Birth Control: Deciding
To choose or not to choose birth control: Your right. Your decision.
Deciding on a method of, or any birth control at all, is your choice. It's important for you to know you don't need to go to a health provider for safe, effective methods of birth control. Choosing and using birth control methods as directed can enable you to be sexually active and enjoy your sexuality and greatly reduce the likelihood that you’ll get pregnant. When you use condoms (male or female) you also reduce your risk of Sexually Transmitted Infections (STI). Combining methods dramatically reduces your chance of pregnancy (sometimes called doubling up). But remember, with any form of birth control there is a risk of pregnancy.
Are all birth controls just as effective as one another?
The quick answer: Yes.
Barrier methods, spermicides or natural family planning, when used properly, are very close to being almost as effective as the Pill, the IUD or other combinations of drugs and devices. Warning: providers who favor the use of hormone-like drugs in pills and devices ignore the small difference in their “use effectiveness” and base their recommendation on the more impressive difference between the “theoretical effectiveness” of barrier methods, spermicides and natural family planning, and the more problematic drugs and devices. The manufacturers of these products employ “detail men” to hype the latest formulas and gadget designs to practitioners.

• [Records drawn from a dataset]
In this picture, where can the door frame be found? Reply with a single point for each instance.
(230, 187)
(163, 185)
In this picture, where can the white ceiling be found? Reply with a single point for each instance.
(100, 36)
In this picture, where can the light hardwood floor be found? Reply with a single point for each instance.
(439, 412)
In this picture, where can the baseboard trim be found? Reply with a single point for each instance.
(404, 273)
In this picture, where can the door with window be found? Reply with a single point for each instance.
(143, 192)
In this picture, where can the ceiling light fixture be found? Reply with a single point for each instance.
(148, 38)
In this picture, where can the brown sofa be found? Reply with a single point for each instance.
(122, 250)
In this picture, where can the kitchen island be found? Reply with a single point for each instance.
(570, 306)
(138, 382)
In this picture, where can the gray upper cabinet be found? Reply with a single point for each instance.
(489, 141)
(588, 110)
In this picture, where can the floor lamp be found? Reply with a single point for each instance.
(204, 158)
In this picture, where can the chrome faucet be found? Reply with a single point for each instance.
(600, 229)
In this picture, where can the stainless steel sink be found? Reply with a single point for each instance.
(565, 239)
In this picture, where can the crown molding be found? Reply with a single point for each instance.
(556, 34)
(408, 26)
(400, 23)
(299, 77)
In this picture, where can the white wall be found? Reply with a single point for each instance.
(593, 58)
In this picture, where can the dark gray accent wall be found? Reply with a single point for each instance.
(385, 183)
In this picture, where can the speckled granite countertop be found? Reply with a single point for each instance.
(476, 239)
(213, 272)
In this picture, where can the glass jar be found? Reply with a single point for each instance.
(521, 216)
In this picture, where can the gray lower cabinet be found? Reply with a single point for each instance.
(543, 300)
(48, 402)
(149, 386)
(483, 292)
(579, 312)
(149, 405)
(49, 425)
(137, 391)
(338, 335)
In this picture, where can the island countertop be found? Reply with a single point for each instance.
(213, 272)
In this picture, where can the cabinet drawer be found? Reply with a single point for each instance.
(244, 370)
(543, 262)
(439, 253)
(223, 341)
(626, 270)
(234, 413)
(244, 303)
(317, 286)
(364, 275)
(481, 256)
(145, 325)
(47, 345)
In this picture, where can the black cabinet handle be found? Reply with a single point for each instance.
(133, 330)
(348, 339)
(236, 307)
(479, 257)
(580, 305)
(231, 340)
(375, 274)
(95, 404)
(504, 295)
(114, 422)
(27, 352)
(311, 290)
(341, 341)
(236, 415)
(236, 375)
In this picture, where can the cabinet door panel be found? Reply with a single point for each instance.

---

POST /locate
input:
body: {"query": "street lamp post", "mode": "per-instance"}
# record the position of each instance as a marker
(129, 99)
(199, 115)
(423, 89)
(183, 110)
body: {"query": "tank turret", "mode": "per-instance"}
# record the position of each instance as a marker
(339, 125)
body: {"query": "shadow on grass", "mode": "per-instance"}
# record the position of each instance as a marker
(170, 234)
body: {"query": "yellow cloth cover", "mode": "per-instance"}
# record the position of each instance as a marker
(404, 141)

• [What this task involves] Summarize the text on deciding about birth control in two sentences.

• [Expected output] The text presents the choice of whether and how to use birth control as one's own, noting that safe methods are available without a health provider, that correct use greatly lowers the chance of pregnancy, that condoms also reduce the risk of sexually transmitted infections, and that combining methods lowers the odds further, though no method removes the risk entirely. It claims that barrier methods, spermicides, and natural family planning, used properly, are nearly as effective as the Pill or the IUD, and warns that providers who favor hormone-like drugs base their advice on "theoretical effectiveness" while manufacturers send "detail men" to promote their products to practitioners.